Exercise directions: Output every record word for word, minus the pictures.

Segment Start: Records for processing

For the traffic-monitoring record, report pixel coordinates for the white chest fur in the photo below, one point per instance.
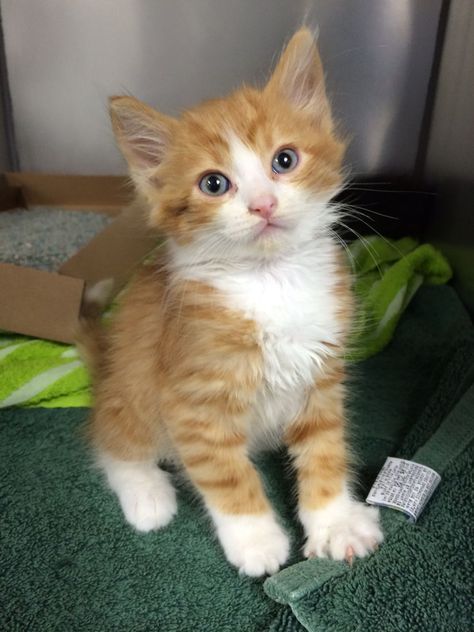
(293, 304)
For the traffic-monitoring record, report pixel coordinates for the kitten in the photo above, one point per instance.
(233, 339)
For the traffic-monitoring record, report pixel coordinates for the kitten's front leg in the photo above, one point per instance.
(216, 461)
(335, 524)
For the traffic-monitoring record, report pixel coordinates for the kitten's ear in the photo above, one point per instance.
(299, 76)
(143, 134)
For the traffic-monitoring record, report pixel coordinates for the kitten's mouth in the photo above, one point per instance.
(269, 227)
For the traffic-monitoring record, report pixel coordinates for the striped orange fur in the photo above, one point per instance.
(234, 334)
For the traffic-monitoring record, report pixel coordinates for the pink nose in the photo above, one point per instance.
(264, 205)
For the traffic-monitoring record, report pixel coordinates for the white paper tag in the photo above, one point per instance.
(404, 485)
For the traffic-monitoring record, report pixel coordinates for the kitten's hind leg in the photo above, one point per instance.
(145, 492)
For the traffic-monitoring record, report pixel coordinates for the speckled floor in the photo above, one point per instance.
(44, 238)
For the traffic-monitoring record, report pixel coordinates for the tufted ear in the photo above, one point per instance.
(299, 76)
(142, 133)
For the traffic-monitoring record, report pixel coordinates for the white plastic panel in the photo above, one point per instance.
(66, 57)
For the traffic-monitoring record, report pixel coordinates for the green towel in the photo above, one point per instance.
(387, 275)
(421, 579)
(47, 374)
(69, 562)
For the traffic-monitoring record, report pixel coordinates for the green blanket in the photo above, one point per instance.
(387, 275)
(69, 561)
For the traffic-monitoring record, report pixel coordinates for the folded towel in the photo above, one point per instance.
(47, 374)
(420, 580)
(70, 562)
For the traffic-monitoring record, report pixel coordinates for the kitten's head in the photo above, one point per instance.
(250, 174)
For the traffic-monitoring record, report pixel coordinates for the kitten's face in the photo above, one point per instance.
(250, 174)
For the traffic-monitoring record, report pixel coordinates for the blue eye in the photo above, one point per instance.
(214, 184)
(285, 160)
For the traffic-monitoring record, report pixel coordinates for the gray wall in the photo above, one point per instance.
(66, 57)
(450, 156)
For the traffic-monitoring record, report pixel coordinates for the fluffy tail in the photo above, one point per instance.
(90, 337)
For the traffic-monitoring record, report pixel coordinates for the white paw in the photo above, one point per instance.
(145, 493)
(342, 530)
(256, 544)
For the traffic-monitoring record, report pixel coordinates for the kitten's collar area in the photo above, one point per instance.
(185, 259)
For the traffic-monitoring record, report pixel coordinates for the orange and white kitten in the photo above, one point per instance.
(233, 339)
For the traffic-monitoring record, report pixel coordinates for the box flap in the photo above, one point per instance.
(40, 304)
(115, 251)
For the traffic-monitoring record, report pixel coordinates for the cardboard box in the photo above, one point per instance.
(45, 304)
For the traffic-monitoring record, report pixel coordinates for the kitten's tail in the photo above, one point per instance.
(90, 336)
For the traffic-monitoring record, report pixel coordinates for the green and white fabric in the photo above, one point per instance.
(387, 275)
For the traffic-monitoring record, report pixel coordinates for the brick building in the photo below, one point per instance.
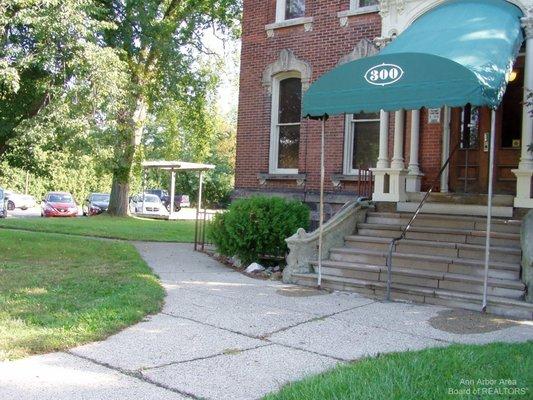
(288, 44)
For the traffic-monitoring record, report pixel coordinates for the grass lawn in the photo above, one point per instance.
(128, 228)
(427, 374)
(57, 292)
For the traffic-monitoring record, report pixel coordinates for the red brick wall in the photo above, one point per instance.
(321, 48)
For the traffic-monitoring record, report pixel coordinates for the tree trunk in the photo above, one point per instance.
(125, 151)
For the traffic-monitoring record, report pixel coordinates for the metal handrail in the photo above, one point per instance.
(394, 241)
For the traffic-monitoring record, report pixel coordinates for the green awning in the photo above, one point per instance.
(459, 53)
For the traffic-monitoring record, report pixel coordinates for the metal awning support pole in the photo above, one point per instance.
(321, 211)
(489, 206)
(198, 207)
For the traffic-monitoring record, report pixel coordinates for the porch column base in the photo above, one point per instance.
(523, 197)
(413, 181)
(389, 184)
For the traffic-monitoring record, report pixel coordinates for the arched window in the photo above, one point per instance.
(286, 121)
(289, 9)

Segment End: Records for processing

Answer to this problem:
For the traffic-monitoring record, report pixel coordinates for the white chest fur in the photo below, one point per instance.
(293, 304)
For the traffic-monitoring record, report pixel coordinates for the kitten in the photo above, one point per instance.
(233, 339)
For the traffic-monitoring record, report pixel coordinates for the kitten's front leg in the photo above, one point per instance.
(216, 461)
(335, 524)
For the traffic-monitoring record, report pixel coordinates for the kitten's ear in the photo above, one point per instance.
(299, 76)
(143, 134)
For the traffic-monitoring record, report pixel coordinates for the kitten's mouth in the photo above, one point per instance.
(269, 227)
For the traffic-monitoring record, report pixel coordinates for the striped orange fur in the photo above, one point per instance.
(234, 334)
For the traffic-monitoring record, report pixel coordinates for the pink nose in the photo above, one point per instance.
(264, 205)
For the traffic-monitoring record, report pixel coordinates for the white paper tag in the photo above, one point per instance.
(404, 485)
For the traffic-monitoring record, report pixel coordinates for the kitten's hind leg in the photo above, one point per instance.
(145, 492)
For the traffic-monitoring record, report pixel coordinates for the speckled floor in the photo above, one point per instance.
(44, 238)
For the traffic-monitoring record, report pixel coordinates for the tufted ear in the photo above, one point per instance.
(299, 76)
(142, 133)
For the traffic-monitoring record, report pixel coordinates for the white plastic panel in the photo above, one point per instance.
(66, 57)
For the traffic-monitoring record, report pixel coordinates for the green towel in the photo above, one point per instance.
(387, 275)
(421, 579)
(47, 374)
(69, 562)
For the traffic-monitoring record, report pixel coordinates for the green blanket in the photo above, one point per instance.
(387, 275)
(69, 561)
For the traffic-monitoring record, report pixel coordinates for the folded towel in the photo above, one point per instance.
(47, 374)
(420, 580)
(70, 562)
For the traffic-monitoring record, report pixel coordinates for the kitten's head in the photo above, one point per instance.
(250, 174)
For the traffic-monitoring record, report pixel coordinates for the kitten's face in the photo above, one point per instance.
(250, 174)
For the traffic-monitoring record, report pixel coordinates for the blue eye in the photo above, one point per instance.
(214, 184)
(285, 160)
For the traffic-monitoring record, report pixel coordinates for the gray wall in the photo above, one point per instance.
(66, 57)
(450, 156)
For the traffic-monitoring record, report pixel coordinates for the fluffy tail in the photo above, one point per instance.
(90, 337)
For the traffic-monitoring record, report pixel coordinates for the white paw in the photo above, one point per instance.
(145, 493)
(342, 530)
(256, 544)
For the traffic-monitoring record, report pixel coordinates for the kitten's collar area in the photo above, one point per instance.
(185, 259)
For the traffic-monitoring record, report pixel coordinates for the orange and white kitten in the photo above, one point per instance.
(233, 339)
For the traffic-monitoring record, report pixel coordinates for the box flap in the photo above, one point per instance.
(40, 304)
(115, 251)
For the traffic-monitoring record, report pixel coordinates for the cardboard box in the photo above, one point per instance.
(45, 304)
For the traffic-monitoring record, report pixel coordinates for the kitten's tail in the photo above, one point per instance.
(90, 336)
For the traffic-monitoring record, report pixel coordinates for the green and white fabric in the photo above, one point per instance.
(387, 275)
For the traffic-monitoring record, report pixel coordinates for the brick building in the photo below, one point per instance.
(288, 44)
For the traffic-monitoring record, report pixel coordinates for the grass lawn in the photo above, one point per instance.
(128, 228)
(427, 374)
(57, 292)
For the traffic-monitoring record, report pixel coordinates for the red brick wall in the photo above, one point per instance.
(321, 48)
For the traffic-monitoring record, report pixel coordinates for the tree trunk in the photo above, one point per instance.
(125, 151)
For the traffic-monitoring record, report pixel coordinates for the metal handrail in the photo above, one point per instance.
(394, 241)
For the traffic-monitoring record, report pixel coordinates for the green awning in the photo above, one point per instance.
(459, 53)
For the traffic-monitoring record, report pixel coordinates for the metal awning support pole in the photo above, one point per instance.
(321, 211)
(489, 206)
(198, 207)
For the traffic-monitoring record, report pixel coordinates for the porch column base in the photo above, one point per instance.
(523, 197)
(413, 181)
(389, 184)
For the traffic-monitoring record, report pixel coordinates for the arched window in the photo above, one point per instance.
(286, 121)
(289, 9)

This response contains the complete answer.